Pour Renaud Deraison, l’absence de licorne française dans la cybersécurité tient aussi au manque de culture “produit” des ingénieurs français. “Un programme ou un logiciel, ce n’est pas un produit. On a le savoir-faire ici en France, on a de très bons ingénieurs, mais autour, pour transformer un logiciel en produit, il faut une équipe marketing et une équipe de vente. Il y a un millier de variables qui transforment un logiciel en produit. C’est important, parce qu’on n’a pas les talents pour tout. Et du talent en France, pour ce qui s’appelle Product Marketing Manager, c’est très difficile à trouver.”

 

Ce constat est partagé aussi par Gérôme Billois : “très souvent, on a des profils très techniques, très ingénieurs, qui vont concevoir des solutions et qui, parfois, quand on pose la question ‘Mais à quoi ça sert et comment vous le vendez ?’ considèrent que ce n’est pas leur question, alors que ça devrait l’être. C’est vraiment un point clé d’arriver à changer cet état d’esprit.”

 

Autre travers français : la difficulté des fondateurs à passer la main lorsque l’entreprise croit. “Aux Etats-Unis, le fondateur d’une startup en général, c’est lui qui a l’idée de la techno. Très vite, il arrive qu’il se mette en retrait avec un job de CTO – founder et qu’il embauche un CEO pour développer la boîte et la faire grossir. Ils n’ont aucun problème à lâcher leur poste de direction pour mettre quelqu’un de plus compétent,” souligne Olivier Breittmayer.

 

S’appuyer sur les atouts français, en adoptant un modèle proche du modèle israélien

Pour réussir, le fondateur d’Exclusive Networks conseille plutôt de s’inspirer des startups israéliennes : “elles gardent la R&D en Israël et vont très vite aux US. Quand elles commencent à vendre sur le marché américain, elles se présentent comme des entreprises américaines. Une fois que ça marche aux Etats-Unis, qui est toujours un marché plus en avance, elles reviennent en Europe, sur l’ensemble des pays, avec des moyens très importants pour pénétrer le marché.”

▶ Énoncé
D'après l'extrait sur la cybersécurité en France, quel profil Renaud Deraison juge-t-il très difficile à trouver en France ?

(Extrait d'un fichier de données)
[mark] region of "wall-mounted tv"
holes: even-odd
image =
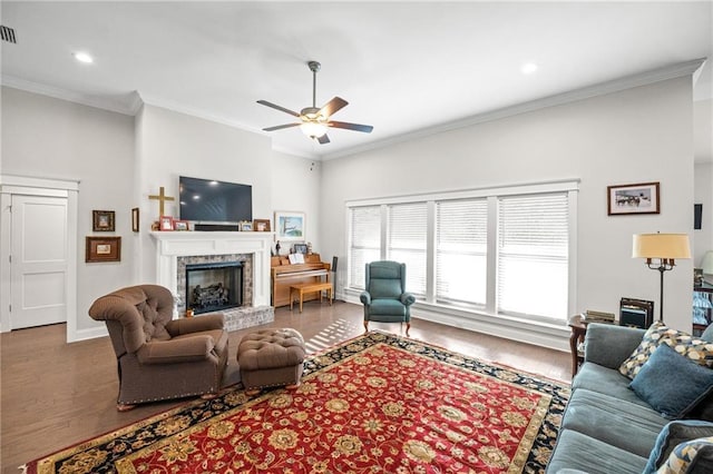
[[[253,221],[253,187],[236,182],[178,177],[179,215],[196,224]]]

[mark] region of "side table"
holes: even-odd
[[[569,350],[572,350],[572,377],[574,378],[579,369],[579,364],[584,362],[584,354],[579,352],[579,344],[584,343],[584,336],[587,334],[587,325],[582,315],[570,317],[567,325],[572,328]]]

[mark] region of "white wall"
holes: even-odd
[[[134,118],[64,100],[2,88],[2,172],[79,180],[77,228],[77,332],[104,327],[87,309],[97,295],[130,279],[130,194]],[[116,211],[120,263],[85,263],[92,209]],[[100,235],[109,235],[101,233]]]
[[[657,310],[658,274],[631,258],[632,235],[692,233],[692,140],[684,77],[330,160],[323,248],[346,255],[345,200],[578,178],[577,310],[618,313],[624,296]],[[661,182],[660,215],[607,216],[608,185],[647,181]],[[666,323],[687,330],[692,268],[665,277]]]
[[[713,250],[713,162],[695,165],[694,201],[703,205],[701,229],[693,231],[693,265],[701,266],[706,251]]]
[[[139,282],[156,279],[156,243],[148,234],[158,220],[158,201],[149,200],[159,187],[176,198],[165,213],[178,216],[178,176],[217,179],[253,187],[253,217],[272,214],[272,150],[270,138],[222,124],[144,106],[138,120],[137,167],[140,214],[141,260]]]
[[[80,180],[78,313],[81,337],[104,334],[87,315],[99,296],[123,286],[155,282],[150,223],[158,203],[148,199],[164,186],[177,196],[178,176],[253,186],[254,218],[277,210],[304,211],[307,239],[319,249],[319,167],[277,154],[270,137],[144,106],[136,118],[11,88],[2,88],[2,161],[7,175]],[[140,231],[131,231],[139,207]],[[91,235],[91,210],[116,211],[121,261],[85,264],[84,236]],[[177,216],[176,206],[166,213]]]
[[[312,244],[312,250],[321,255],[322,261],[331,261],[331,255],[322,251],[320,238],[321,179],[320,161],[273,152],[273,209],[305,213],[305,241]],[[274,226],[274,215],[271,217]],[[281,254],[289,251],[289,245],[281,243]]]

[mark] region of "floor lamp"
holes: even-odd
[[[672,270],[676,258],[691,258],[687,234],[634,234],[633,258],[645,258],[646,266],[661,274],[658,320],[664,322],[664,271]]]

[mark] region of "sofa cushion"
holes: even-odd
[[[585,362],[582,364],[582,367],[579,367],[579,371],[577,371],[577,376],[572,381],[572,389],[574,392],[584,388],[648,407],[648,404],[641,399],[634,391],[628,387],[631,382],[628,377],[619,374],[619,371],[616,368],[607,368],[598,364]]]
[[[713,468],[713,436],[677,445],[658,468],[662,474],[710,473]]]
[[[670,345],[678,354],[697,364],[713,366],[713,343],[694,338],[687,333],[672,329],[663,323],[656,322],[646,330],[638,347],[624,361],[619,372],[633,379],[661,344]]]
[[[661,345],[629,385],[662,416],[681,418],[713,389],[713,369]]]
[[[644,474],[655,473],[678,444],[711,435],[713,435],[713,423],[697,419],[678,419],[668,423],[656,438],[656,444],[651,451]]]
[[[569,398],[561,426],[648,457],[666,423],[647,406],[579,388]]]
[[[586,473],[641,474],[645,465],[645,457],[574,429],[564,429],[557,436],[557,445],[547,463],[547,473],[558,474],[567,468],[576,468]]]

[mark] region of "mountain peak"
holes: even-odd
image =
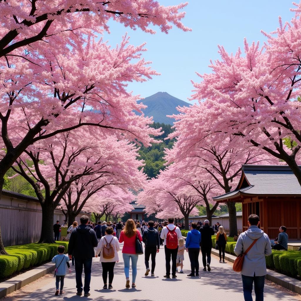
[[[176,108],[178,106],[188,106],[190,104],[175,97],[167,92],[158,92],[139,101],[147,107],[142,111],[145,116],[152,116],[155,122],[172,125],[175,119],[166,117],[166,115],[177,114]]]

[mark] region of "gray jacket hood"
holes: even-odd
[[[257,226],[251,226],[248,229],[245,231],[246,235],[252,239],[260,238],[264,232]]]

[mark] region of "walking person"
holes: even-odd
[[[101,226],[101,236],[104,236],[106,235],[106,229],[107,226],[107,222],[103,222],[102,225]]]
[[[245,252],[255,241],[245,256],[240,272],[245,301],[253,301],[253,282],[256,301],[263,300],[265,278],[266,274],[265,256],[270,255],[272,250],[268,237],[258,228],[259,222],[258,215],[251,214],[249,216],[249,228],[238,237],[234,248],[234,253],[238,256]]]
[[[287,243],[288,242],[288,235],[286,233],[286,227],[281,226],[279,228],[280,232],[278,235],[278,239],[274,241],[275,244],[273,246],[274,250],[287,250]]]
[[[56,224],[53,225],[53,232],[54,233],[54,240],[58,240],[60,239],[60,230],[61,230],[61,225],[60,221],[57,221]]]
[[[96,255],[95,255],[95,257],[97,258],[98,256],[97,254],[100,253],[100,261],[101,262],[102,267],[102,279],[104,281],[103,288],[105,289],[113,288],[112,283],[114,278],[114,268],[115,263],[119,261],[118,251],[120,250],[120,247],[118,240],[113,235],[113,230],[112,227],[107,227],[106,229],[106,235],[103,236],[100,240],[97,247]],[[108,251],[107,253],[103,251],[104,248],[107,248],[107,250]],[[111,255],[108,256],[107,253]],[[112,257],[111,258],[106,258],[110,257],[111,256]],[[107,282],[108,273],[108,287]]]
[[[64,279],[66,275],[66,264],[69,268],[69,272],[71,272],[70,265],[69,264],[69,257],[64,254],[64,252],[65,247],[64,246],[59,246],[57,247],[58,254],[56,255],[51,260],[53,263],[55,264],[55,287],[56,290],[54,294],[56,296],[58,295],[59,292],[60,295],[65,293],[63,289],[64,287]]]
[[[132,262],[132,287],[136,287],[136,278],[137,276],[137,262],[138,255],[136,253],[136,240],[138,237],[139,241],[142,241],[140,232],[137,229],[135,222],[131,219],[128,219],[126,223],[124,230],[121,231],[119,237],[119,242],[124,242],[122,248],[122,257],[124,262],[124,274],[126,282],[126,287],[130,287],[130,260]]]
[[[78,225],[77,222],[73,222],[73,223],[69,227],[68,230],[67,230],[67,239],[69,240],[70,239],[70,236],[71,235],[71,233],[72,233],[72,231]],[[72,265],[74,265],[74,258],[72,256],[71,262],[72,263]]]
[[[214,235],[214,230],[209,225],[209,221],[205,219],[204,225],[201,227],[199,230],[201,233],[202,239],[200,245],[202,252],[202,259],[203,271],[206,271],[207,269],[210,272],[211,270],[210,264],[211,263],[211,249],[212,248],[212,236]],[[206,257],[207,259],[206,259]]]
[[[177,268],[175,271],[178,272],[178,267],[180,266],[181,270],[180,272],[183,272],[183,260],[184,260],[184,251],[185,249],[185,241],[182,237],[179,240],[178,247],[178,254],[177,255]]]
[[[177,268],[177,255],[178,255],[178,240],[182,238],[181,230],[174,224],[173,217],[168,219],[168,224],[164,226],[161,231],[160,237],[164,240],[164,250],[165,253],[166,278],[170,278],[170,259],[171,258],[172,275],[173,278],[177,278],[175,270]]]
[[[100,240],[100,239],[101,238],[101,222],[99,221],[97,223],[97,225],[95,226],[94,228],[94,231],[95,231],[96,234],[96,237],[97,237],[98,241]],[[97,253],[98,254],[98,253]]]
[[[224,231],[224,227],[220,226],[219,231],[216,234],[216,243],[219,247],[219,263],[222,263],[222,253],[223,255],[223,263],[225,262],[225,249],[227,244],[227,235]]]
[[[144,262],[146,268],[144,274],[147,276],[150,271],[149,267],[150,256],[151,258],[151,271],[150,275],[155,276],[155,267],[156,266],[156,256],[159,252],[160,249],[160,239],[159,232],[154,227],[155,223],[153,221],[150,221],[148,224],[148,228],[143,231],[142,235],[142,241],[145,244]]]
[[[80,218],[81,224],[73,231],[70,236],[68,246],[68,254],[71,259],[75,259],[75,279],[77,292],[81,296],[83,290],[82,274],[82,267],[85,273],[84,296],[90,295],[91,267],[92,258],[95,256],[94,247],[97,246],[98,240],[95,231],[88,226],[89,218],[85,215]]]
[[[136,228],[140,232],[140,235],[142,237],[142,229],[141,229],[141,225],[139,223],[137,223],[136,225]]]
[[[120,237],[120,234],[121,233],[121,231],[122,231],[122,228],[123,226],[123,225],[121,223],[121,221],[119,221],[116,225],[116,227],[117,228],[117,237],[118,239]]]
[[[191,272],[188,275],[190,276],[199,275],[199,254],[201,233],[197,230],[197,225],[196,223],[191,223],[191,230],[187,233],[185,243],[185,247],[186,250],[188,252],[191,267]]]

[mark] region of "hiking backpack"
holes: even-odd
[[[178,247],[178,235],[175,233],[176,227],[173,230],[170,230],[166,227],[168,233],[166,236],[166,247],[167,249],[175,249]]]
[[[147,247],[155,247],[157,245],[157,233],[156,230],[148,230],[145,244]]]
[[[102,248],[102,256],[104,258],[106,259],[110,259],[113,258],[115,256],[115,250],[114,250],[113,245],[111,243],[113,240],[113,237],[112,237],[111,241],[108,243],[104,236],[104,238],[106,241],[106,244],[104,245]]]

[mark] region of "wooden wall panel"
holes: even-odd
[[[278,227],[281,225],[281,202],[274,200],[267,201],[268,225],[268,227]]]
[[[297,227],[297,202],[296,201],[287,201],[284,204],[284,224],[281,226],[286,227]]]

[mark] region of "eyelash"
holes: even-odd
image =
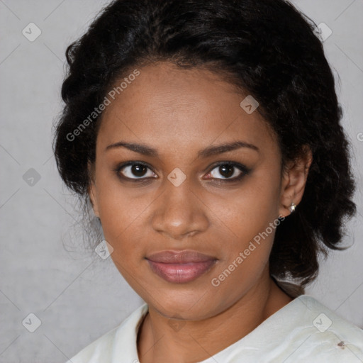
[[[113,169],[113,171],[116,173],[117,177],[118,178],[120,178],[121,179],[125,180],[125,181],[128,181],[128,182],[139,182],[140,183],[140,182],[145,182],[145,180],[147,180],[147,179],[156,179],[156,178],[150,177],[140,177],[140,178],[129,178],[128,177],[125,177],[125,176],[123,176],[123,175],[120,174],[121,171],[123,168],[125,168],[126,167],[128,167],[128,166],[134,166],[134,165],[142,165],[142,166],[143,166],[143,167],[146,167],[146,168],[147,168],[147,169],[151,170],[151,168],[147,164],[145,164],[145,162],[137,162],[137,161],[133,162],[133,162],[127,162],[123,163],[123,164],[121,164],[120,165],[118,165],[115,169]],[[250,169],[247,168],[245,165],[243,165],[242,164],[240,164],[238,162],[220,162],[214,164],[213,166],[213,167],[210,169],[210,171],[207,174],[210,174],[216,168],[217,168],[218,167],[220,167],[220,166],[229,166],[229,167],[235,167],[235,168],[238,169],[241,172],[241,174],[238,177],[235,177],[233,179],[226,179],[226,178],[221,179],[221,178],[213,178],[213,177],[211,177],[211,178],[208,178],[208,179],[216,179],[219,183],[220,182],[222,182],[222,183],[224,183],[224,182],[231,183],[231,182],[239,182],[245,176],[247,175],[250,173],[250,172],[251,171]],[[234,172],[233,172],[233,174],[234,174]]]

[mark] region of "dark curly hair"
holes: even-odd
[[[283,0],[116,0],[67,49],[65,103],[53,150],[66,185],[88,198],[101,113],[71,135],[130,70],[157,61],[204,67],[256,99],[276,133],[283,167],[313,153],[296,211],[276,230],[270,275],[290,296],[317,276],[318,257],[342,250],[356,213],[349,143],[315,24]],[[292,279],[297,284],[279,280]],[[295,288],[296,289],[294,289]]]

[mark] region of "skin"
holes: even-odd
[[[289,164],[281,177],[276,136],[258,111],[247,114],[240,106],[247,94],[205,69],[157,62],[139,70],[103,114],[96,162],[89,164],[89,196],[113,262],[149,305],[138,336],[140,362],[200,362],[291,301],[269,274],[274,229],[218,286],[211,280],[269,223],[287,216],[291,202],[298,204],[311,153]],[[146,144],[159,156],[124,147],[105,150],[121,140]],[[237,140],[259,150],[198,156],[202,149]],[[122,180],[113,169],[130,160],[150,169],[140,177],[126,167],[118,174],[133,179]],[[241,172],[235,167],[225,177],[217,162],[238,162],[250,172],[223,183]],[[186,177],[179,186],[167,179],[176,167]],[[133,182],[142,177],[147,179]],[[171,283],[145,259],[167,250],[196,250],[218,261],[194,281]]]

▶ Réponse ci-dessous
Le profil de Product Marketing Manager.